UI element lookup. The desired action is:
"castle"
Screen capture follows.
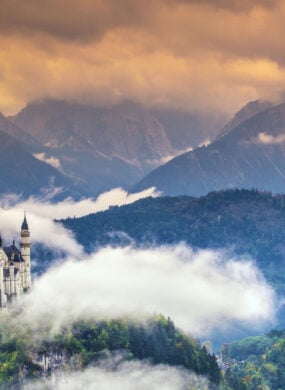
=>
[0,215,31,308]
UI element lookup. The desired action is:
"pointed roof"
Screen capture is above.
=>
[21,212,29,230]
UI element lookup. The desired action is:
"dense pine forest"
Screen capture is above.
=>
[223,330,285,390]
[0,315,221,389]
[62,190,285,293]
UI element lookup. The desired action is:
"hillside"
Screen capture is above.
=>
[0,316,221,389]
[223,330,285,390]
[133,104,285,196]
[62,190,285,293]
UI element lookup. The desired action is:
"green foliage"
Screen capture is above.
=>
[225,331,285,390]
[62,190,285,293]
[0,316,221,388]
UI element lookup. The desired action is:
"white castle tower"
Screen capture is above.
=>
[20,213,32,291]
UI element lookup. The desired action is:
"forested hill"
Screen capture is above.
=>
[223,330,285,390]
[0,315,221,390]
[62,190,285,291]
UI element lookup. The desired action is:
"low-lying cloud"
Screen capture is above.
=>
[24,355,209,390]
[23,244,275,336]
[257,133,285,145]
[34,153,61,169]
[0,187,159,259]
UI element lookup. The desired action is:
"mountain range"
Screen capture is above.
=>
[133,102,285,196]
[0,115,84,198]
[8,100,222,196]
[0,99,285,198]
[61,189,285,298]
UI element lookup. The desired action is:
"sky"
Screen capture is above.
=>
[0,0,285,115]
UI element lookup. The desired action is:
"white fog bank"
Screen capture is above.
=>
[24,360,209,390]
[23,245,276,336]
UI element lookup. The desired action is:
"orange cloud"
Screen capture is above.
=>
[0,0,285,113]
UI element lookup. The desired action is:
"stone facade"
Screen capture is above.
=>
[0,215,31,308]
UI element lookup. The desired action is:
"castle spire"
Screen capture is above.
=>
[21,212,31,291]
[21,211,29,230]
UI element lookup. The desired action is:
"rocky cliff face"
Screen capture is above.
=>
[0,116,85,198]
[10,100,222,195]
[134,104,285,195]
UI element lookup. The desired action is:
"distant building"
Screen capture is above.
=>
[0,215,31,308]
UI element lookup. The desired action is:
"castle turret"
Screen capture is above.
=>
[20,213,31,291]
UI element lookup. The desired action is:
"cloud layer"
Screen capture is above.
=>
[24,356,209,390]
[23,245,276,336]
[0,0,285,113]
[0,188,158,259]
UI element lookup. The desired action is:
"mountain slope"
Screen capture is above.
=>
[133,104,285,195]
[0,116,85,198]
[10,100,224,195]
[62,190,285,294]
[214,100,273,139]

═══

## TASK TO COMPLETE:
Pick out every line above that contains the word "castle", treating uppercase and lowercase letters as distinct.

## ANSWER BELOW:
"castle"
"white castle tower"
"castle spire"
"castle turret"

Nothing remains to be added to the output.